[EXERCISE PROMPT] Down to the last line, copy the records below without any change.
•••••
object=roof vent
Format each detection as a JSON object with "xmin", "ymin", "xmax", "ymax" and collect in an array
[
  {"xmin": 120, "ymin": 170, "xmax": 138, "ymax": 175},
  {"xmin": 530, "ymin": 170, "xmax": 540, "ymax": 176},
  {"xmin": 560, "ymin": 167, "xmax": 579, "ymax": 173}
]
•••••
[SOLUTION TO THIS TASK]
object=roof vent
Format each detection as a JSON object with "xmin", "ymin", "xmax", "ymax" and collect in an array
[
  {"xmin": 120, "ymin": 170, "xmax": 138, "ymax": 175},
  {"xmin": 530, "ymin": 170, "xmax": 540, "ymax": 176},
  {"xmin": 560, "ymin": 167, "xmax": 579, "ymax": 173}
]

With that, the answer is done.